***** Selected text

Necron AV13 becomes AV11 once you actually hurt the vehicle though. Either way it's actually better than I expected because I would have given it 12/11/10.



Mokuren said:


> Pity it's FW, and people tend to whine and throw tantrums when you field FW models.


Depends where you play, and if you believe Dakka's hype. I can honestly say I'm tempted to get a couple since I still run about fairly mech heavy in this edition at least.


----------



## MadCowCrazy (Mar 19, 2009)

andrewm9 said:


> Actually it's a 25 point increase for the loss of 5 bolters firing and +2 FA AV increase. I'm kind of disappointed in it now.


Oh, I must have missed an update then as I looked it up in the AI2 book in which it's 70pts. Did FW do an update with the WD?

They should just make the Laud Hailer upgrade turn any vehicle into a Fast Vehicle and Assault Vehicle. Would solve all problems SoB have with their vehicles.

If the chaos music prevents you from Overwatching then the Sisters music should inspire them to move faster.


----------



## Zion (May 31, 2011)

MadCowCrazy said:


> Oh, I must have missed an update then as I looked it up in the AI2 book in which it's 70pts. Did FW do an update with the WD?

**********
***** Provided records

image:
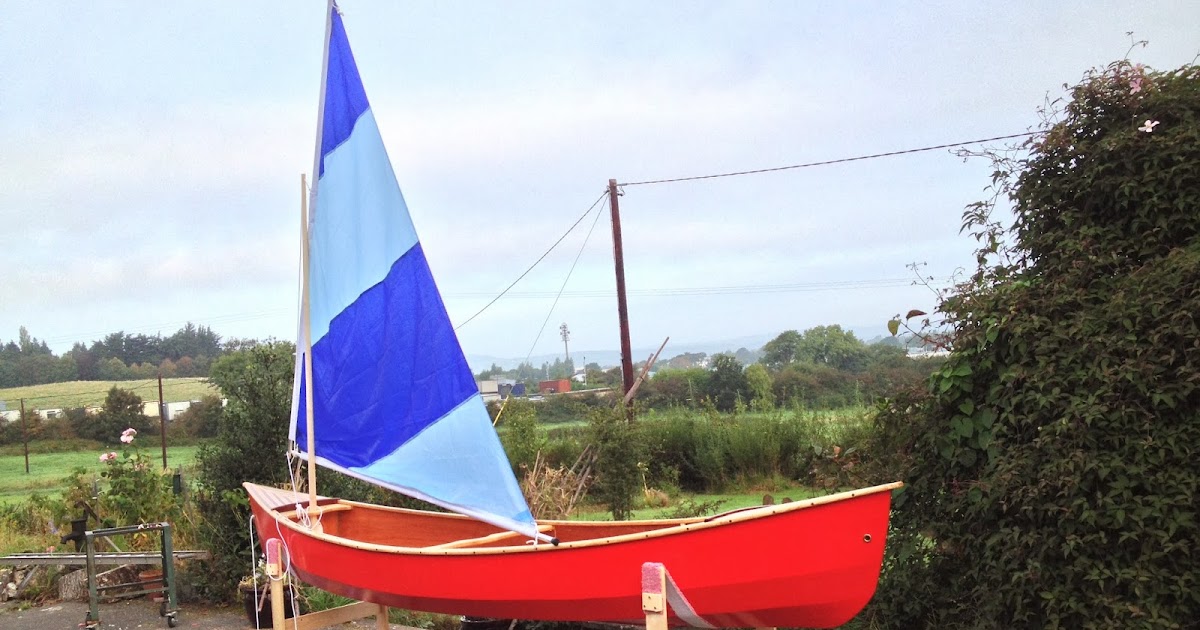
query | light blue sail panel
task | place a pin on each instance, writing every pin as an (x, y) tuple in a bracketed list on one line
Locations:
[(394, 400)]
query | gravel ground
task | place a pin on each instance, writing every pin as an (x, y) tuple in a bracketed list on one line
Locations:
[(129, 615)]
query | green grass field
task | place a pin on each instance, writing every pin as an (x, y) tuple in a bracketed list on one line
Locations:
[(91, 393), (48, 471)]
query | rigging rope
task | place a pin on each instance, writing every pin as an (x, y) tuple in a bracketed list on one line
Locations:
[(826, 162), (540, 258), (561, 289)]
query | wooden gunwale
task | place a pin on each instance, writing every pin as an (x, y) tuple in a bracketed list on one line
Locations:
[(661, 527)]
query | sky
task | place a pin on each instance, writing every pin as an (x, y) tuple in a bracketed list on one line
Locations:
[(151, 155)]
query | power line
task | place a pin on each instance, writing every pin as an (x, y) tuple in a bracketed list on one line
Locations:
[(737, 289), (826, 162), (563, 288), (540, 258)]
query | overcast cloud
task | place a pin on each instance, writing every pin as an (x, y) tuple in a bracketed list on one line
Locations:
[(151, 154)]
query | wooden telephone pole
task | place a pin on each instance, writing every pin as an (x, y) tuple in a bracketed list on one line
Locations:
[(618, 257)]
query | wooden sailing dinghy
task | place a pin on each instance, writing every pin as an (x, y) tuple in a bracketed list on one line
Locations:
[(385, 395)]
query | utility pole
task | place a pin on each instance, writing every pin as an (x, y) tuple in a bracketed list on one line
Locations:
[(618, 257), (162, 421), (24, 433)]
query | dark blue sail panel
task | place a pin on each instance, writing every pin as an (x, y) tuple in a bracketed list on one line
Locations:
[(345, 97), (397, 331), (394, 400)]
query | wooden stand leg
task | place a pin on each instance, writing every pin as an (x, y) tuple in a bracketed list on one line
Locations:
[(654, 598), (277, 593)]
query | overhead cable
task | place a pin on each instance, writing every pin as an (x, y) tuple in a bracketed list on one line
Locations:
[(826, 162)]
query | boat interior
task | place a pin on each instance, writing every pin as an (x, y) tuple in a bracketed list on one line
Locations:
[(397, 527)]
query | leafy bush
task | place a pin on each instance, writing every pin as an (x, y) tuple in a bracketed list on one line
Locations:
[(1053, 467)]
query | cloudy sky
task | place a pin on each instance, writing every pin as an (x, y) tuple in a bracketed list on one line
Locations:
[(151, 154)]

**********

## Short problem A:
List every username in the forum thread that either heads a post or is quoted with "said:".
## Short problem B:
Copy the passage from the forum thread starting at "They should just" and ending at "(May 31, 2011)".
The records play no part in this work.

## Complete output A:
Mokuren, andrewm9, MadCowCrazy, Zion

## Complete output B:
They should just make the Laud Hailer upgrade turn any vehicle into a Fast Vehicle and Assault Vehicle. Would solve all problems SoB have with their vehicles.

If the chaos music prevents you from Overwatching then the Sisters music should inspire them to move faster.


----------



## Zion (May 31, 2011)